** start **

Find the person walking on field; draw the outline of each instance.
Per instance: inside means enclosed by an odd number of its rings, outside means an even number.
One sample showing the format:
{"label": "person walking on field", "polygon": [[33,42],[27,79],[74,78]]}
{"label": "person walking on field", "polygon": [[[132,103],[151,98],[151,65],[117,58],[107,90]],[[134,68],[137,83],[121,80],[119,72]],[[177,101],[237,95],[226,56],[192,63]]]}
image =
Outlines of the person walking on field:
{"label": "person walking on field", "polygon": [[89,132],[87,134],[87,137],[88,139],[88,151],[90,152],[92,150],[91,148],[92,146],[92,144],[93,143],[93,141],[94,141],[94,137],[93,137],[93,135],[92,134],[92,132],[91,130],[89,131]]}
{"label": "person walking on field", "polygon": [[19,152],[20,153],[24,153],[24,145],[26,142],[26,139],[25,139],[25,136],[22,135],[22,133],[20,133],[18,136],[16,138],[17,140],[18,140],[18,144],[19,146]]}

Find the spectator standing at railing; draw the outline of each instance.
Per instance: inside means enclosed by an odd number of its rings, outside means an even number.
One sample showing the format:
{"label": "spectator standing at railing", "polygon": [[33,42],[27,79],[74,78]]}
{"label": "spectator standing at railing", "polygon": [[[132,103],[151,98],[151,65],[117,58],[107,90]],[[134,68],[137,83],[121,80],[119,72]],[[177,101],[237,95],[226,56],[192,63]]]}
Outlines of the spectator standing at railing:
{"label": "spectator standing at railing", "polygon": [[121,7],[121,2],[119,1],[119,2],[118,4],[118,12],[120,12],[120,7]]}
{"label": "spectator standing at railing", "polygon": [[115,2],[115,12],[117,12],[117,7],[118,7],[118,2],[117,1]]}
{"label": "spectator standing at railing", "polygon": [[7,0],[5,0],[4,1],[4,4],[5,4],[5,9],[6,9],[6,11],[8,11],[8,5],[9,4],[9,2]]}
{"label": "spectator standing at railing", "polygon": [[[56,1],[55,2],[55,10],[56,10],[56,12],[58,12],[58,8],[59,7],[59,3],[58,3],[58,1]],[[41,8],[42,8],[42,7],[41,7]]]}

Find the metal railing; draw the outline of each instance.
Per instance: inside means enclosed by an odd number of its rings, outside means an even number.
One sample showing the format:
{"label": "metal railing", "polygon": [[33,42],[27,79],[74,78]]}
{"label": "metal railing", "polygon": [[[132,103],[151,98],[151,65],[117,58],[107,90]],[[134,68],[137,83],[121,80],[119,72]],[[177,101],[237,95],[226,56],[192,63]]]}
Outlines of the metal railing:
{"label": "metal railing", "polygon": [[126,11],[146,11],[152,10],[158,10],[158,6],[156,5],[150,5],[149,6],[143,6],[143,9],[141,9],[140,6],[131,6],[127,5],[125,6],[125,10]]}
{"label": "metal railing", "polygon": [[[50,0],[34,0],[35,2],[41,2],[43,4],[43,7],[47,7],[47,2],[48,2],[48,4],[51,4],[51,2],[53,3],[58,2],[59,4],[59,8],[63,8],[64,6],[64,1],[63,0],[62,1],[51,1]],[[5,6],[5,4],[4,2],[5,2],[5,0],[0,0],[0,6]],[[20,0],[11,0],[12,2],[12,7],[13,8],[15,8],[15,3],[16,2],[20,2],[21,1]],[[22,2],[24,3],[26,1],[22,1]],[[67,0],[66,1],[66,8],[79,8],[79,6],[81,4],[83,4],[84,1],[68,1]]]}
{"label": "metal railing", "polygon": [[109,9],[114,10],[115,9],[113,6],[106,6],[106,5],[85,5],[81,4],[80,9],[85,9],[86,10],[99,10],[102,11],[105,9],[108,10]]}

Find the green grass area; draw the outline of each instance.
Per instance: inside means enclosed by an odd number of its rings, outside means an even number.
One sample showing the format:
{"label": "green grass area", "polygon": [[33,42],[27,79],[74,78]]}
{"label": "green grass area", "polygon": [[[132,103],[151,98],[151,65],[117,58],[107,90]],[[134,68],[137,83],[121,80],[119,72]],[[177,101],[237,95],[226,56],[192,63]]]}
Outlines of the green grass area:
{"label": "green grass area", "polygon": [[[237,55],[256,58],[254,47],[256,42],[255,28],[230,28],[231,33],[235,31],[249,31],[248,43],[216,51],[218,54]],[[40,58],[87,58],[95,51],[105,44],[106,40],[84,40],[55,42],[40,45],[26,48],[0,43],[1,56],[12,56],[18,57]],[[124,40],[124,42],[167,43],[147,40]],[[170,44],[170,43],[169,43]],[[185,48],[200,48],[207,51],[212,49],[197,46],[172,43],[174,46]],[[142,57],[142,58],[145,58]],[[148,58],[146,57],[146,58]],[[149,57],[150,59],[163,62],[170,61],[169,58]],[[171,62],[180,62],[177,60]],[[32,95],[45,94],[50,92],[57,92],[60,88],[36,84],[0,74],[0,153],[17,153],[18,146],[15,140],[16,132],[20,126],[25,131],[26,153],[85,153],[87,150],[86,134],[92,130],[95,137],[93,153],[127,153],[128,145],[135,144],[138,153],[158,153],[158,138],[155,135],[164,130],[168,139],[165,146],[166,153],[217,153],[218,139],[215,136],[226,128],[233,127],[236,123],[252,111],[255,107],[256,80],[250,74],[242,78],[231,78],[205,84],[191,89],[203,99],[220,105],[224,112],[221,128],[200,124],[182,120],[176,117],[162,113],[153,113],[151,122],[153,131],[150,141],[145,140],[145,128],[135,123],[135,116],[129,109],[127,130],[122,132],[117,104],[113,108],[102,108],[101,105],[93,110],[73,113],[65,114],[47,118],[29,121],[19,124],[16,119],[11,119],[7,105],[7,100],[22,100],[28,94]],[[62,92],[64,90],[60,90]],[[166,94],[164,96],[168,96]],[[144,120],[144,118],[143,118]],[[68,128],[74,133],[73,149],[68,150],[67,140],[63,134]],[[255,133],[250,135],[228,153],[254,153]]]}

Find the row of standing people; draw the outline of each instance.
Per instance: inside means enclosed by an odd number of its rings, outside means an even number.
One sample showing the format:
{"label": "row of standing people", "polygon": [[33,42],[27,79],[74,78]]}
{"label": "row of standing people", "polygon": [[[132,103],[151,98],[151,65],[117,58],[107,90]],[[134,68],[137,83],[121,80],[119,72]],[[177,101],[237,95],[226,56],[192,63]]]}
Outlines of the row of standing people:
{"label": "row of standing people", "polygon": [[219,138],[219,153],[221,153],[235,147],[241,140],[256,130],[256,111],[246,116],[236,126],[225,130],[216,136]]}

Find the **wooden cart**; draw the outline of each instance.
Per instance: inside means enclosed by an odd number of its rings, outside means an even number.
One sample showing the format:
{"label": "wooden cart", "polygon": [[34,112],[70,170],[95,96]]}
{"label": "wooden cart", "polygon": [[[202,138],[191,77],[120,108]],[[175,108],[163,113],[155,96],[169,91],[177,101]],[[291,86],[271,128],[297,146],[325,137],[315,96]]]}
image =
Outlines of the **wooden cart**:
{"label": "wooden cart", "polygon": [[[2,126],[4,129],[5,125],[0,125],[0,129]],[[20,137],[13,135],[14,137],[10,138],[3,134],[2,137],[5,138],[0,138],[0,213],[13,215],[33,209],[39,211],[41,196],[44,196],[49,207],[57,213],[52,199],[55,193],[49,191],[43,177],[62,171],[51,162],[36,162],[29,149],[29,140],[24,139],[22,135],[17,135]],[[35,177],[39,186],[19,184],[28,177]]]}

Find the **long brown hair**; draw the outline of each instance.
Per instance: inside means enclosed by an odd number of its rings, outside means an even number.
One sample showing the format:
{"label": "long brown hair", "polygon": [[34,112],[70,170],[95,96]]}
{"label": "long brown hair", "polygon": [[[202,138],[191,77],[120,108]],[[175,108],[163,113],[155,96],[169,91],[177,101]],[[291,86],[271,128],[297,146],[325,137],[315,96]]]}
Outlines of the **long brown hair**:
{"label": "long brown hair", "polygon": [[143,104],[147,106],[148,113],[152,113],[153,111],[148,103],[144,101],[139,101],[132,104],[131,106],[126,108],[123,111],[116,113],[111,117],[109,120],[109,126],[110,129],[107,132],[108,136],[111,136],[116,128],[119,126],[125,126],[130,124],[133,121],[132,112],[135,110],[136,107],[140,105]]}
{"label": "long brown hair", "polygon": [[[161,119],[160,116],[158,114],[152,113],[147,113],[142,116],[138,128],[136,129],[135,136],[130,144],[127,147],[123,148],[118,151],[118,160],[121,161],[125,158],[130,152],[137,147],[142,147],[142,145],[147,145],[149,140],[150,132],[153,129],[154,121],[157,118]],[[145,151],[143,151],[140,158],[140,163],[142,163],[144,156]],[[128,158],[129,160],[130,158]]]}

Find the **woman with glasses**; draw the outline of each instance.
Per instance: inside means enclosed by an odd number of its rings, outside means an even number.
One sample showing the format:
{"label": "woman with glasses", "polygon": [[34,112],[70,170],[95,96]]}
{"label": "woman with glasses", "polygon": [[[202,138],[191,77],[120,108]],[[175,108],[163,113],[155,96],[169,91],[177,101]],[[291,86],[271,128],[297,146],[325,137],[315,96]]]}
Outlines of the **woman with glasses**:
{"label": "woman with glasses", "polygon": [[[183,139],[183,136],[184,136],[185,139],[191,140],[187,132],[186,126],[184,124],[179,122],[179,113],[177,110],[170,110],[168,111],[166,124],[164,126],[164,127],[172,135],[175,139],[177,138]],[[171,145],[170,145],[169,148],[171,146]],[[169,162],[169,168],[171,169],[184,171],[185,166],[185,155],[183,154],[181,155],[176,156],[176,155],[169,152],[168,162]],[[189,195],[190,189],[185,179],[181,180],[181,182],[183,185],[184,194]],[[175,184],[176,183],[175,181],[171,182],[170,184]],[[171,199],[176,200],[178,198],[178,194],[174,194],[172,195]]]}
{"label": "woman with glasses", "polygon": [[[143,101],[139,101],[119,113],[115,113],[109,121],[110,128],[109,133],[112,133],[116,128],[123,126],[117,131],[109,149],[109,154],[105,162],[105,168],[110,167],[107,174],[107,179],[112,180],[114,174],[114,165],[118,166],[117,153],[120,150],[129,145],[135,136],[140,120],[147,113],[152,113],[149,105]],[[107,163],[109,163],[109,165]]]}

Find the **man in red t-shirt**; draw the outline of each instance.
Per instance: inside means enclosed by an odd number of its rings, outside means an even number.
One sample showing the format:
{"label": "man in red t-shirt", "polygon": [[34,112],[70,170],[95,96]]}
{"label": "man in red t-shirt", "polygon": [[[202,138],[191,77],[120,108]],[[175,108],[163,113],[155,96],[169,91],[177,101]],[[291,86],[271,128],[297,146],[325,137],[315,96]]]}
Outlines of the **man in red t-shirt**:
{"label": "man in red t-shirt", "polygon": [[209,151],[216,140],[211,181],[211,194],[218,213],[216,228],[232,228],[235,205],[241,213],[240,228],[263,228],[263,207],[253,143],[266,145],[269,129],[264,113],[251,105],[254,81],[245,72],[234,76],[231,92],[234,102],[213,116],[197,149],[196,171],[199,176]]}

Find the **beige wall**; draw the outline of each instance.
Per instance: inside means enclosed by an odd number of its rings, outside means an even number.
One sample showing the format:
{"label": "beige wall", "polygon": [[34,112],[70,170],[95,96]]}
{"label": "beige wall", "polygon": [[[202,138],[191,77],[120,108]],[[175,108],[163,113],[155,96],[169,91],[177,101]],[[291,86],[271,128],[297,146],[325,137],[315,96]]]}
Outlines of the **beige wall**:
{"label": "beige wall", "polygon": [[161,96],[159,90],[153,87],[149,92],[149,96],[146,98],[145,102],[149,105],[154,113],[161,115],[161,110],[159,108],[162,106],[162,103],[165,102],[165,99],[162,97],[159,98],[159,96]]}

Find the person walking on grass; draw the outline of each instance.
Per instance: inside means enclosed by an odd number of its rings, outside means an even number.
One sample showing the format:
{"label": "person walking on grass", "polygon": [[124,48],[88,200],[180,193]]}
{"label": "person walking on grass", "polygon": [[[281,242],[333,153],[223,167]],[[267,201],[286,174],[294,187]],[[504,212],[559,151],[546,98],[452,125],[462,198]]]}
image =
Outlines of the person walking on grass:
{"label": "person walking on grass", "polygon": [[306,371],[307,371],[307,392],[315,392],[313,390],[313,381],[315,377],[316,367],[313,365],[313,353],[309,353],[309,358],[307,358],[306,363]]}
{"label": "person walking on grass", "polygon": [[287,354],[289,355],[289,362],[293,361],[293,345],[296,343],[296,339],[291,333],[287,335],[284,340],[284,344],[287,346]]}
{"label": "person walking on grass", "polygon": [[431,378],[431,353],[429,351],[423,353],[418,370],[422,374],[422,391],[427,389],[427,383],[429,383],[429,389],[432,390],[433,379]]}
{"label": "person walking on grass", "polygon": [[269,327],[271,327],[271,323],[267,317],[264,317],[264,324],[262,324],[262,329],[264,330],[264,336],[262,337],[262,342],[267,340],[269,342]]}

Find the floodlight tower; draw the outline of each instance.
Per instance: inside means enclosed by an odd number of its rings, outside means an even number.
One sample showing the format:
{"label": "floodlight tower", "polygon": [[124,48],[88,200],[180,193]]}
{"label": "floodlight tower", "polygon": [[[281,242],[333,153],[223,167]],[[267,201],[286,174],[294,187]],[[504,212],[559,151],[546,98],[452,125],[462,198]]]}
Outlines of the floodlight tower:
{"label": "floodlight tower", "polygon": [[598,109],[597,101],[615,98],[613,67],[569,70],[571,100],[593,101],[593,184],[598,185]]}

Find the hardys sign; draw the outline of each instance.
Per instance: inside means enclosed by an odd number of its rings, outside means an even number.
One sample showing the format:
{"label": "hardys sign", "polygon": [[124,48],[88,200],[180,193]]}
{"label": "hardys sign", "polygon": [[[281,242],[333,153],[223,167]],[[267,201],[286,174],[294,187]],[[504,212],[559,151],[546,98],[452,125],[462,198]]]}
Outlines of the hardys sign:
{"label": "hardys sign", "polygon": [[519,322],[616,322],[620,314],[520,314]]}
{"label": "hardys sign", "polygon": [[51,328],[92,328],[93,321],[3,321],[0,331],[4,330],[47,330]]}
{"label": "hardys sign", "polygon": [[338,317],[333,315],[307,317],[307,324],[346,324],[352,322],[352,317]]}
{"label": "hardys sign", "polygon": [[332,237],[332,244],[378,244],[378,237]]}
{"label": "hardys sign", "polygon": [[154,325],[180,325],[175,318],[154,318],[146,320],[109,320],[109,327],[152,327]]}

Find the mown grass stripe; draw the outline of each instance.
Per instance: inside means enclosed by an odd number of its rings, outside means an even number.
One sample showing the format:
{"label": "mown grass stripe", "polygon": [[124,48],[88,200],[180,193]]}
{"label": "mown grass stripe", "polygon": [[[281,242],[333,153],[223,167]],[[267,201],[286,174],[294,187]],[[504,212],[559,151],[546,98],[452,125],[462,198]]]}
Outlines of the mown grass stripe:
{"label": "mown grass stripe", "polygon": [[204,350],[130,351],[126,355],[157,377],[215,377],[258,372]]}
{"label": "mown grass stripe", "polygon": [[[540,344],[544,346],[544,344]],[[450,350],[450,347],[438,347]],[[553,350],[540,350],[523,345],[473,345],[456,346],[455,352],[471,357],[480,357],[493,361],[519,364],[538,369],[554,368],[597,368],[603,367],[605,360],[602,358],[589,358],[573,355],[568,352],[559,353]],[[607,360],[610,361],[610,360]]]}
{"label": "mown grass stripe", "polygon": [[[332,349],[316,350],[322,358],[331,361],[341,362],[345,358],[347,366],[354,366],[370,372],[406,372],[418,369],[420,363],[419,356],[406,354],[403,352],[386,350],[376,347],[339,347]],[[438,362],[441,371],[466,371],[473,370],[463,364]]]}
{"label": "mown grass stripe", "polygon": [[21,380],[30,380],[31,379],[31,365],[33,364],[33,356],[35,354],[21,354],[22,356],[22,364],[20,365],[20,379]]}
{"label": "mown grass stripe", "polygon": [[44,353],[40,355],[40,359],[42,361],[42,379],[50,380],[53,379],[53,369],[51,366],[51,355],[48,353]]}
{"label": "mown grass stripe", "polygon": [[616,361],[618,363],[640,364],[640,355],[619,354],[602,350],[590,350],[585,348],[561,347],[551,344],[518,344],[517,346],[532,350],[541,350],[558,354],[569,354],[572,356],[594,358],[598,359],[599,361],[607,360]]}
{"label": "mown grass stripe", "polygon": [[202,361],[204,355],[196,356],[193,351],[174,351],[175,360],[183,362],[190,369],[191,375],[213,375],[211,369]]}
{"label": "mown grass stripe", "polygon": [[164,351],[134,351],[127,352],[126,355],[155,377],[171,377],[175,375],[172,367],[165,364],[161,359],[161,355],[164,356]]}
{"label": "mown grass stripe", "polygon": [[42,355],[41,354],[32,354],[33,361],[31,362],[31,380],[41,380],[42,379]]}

** end **

Pick out every line of the items that contains the word "people" and copy those lines.

| THE OUTPUT |
Find the row of standing people; draw the outline of each instance.
{"label": "row of standing people", "polygon": [[33,42],[27,79],[74,78]]}
{"label": "row of standing people", "polygon": [[[132,103],[151,98],[151,65],[117,58],[107,90]],[[134,68],[137,83],[121,80],[119,72]],[[177,101],[237,95],[226,56],[192,63]]]}
Outlines of the row of standing people:
{"label": "row of standing people", "polygon": [[219,138],[219,153],[221,153],[235,147],[241,140],[256,130],[256,111],[246,116],[236,126],[225,130],[216,136]]}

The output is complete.